- WHAT IS BEING ASKED
Extend the biography of Laxmidas Borkar given below, picking up right after its final sentence.

- TEXT FOR ANALYSIS
+++++

Indian journalist (1925–1999)

Laxmidas Krishna Borkar (17 August 1925 – 4 December 1999) was an Indian independence activist, journalist, and editor. He was an active participant in the Goan independence movement. Borkar was the editor of the Marathi daily Navaprabha for 25 years.

In 2025, the Department of Posts released a postage stamp and First Day Cover to commemorate Borkar's contributions. The Laxmidas Borkar Memorial Award for Journalism is awarded to Goan journalists every year in his honour.

==Early life==
Laxmidas Krishna Borkar was born on 17 August 1925 in Margao to Krishna Dattaram Borkar. He attended the lyceum for seven years.

==Goan independence movement==
Borkar is credited as the person who was responsibile for escorting Ram Manohar Lohia from his hotel on 18 June 1946, as part of the events that are today celebrated as Goa Revolution Day. Borkar was also jailed five times by the Portuguese police.

+++++

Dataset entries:
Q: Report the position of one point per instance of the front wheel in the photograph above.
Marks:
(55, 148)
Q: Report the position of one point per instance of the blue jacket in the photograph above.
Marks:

+++++

- ANSWER TO THE EXERCISE
Borkar's involvement in the movement continued with several key acts of protest. On 7 November 1946, he and Roque Sequeira offered satyagraha at Shiroda to protest the curbs on civil liberties. A speech he gave at the event led to a large procession towards Borim, which was met by Portuguese police gunfire, cited as the first instance of police firing on protestors in Goa. Borkar was arrested following the event.

In 1954, Borkar travelled to the International Court of Justice in The Hague to sign a representation advocating for Goa's liberation. The following year, on 18 May 1955, he joined Nath Pai in a satyagraha at Castle Rock. This act of civil disobedience was intended to disrupt railway traffic to Goa and pressure the Portuguese regime. Through these actions, Borkar became a key figure in the National Congress of Goa and the Praja Socialist Party.

==Journalism and literary career==
Borkar began his journalism career at the daily newspaper Gomantak. In 1963, following Goa's liberation, he joined the Express Group of Newspapers as a staff correspondent in Panaji. In this role, he reported on the socio-political changes in post-liberation Goa for publications including Loksatta, The Indian Express, The Financial Express, and Screen.

In 1965, he moved to Mumbai to serve as the Chief Sub-Editor for Loksatta. On 16 September 1977, he was appointed as the editor of the Goan daily Navaprabha.

He served as the editor of Navaprabha for 25 years. His editorials were known for being "fearless and impartial" and focused on promoting Goan identity, self-respect, culture, and social reform.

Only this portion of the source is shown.